Rag Retrieval Augmented Generation
If you want to use LLMs with your own data, you can do it using RAG. You'll have to create a RAG Pipeline...
Steps in RAG Pipeline
RAG Pipeline.excalidraw
Extract data from the documents
This can be easier for text/markdown documents. But more complex for PDF, scanned documents, images, etc.
Chunking in RAG
Split the documents in smaller chunks according to some metric. This can be character length, paragraphs, semantics, etc.
Create Embeddings
Convert each chunk into an vector - these are called embeddings.
Store Embeddings in a Vector Database
User Query
When a query is made, an embedding of the query is matched against the vector DB and the top resulting chunks are returned.
Prompt Generation
The system will make a prompt with both the query and the top chunks. Something along the lines of...
Using this context...
[Chunks return in the vector db search]
Answer this question...
[User Query]
LLM Response
We then send the entire prompt to an LLM - and fetch the response. Depending on the chuck size and number of chunks that we include in the prompt, this can be big. Some optimization will be required to keep the token size low.
Advanced Usage
You can have multiple pipelines in play - for different use cases or even different types of questions. Just have a router to execute the right pipeline when you get the question.
If RAG is fitting your use case, the next option you have is fine-tuning the model for your use case.

───

» **Problem statement**: According to the RAG page, what does a router do when several pipelines are in play? Answer from the RAG page alone.

───

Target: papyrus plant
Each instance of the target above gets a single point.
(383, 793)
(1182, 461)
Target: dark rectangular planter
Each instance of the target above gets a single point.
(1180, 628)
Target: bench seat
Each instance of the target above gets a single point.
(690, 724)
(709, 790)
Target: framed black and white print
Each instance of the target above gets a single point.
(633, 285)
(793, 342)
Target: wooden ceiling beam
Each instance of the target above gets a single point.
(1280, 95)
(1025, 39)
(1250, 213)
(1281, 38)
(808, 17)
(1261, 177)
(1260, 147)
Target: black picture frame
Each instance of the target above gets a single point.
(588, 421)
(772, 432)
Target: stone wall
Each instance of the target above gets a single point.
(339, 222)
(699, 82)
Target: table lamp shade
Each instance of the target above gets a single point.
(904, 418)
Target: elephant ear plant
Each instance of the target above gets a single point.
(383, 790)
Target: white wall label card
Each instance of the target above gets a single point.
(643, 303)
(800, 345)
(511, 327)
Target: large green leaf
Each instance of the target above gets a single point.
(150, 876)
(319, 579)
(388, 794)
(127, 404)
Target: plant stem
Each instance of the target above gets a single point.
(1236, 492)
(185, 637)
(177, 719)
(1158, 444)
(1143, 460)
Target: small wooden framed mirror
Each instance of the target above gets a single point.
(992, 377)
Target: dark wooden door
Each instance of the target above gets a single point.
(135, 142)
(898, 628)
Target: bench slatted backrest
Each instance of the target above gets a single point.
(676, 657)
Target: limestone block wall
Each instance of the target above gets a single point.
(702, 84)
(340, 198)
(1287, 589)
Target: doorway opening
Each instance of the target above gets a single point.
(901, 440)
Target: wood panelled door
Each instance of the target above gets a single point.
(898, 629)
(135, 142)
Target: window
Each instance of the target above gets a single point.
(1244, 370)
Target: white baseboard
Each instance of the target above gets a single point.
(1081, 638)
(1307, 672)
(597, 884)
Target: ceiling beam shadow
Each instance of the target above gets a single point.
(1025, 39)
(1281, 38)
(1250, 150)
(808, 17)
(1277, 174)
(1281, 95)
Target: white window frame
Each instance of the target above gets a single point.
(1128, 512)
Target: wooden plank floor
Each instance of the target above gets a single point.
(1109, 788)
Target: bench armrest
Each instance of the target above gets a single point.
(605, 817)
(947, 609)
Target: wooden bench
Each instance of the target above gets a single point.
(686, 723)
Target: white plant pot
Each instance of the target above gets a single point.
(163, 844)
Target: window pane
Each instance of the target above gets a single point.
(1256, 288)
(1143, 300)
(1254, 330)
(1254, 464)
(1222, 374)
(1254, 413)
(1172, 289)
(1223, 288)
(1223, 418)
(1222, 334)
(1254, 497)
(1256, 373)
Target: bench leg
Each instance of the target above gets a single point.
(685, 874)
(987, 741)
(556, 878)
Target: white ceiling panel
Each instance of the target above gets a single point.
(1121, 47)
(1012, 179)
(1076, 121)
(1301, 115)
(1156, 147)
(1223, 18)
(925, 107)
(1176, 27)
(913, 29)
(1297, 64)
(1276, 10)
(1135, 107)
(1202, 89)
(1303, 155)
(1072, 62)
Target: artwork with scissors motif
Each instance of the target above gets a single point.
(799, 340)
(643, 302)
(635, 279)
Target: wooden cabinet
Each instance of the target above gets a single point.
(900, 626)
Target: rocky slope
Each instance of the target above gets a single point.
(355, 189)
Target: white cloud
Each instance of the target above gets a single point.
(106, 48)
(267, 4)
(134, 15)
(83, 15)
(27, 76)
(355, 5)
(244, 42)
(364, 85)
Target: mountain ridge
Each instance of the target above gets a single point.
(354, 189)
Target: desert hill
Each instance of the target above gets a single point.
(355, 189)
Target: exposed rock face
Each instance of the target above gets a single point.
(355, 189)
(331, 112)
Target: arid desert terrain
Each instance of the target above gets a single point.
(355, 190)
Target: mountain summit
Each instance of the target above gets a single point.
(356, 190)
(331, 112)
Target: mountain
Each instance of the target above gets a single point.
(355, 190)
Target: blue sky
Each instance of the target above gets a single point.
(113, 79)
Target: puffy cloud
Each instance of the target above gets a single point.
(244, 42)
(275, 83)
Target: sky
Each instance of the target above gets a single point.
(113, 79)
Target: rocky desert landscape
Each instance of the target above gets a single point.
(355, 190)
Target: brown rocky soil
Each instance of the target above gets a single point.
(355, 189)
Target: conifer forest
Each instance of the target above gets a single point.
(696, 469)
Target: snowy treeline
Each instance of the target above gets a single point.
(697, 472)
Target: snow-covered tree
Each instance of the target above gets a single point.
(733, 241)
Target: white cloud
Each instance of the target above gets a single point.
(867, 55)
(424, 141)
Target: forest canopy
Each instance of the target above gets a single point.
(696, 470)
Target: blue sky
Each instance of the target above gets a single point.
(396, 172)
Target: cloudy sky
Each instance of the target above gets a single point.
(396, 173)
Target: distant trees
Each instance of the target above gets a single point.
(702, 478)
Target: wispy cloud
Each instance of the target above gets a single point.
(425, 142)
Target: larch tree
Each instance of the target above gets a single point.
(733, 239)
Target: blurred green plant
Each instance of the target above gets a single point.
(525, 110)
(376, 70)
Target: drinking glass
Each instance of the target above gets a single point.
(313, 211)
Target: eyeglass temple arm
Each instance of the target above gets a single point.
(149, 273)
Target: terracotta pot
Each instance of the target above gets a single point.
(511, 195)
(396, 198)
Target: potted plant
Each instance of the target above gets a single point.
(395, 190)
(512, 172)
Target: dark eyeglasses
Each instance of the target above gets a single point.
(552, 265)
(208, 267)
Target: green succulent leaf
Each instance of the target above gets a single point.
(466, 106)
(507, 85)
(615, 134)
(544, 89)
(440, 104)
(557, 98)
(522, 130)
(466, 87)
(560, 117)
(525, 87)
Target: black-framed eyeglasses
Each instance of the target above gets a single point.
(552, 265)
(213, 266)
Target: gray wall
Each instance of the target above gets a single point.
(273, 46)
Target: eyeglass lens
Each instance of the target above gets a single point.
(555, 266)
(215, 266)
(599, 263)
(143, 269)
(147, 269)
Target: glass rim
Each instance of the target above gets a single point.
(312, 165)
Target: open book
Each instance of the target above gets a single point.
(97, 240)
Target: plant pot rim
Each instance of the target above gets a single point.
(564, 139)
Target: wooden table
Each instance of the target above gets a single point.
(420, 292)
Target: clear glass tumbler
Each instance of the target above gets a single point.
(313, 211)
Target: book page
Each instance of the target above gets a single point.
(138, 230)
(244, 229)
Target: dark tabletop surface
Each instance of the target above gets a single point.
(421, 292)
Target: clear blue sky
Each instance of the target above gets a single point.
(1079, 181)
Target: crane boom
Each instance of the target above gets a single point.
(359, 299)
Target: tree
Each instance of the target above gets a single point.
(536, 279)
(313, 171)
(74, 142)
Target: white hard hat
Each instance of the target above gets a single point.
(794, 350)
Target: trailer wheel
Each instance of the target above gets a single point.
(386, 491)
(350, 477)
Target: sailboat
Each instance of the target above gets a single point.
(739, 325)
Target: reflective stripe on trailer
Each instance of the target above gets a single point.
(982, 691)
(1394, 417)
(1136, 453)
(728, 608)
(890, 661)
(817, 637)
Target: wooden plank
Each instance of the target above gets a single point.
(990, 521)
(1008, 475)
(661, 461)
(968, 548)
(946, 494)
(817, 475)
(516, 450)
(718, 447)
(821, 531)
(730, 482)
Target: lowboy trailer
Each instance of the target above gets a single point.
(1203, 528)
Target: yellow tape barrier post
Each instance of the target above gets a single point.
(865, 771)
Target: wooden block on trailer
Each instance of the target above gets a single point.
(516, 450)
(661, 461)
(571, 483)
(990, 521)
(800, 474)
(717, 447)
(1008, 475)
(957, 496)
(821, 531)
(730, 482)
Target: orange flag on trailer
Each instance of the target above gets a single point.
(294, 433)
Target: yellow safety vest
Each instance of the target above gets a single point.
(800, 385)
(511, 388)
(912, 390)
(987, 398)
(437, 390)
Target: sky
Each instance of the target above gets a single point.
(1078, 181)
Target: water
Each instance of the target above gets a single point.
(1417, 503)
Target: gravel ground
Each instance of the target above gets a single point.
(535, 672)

───

» **Response to the task**: It executes the right pipeline when a question comes in.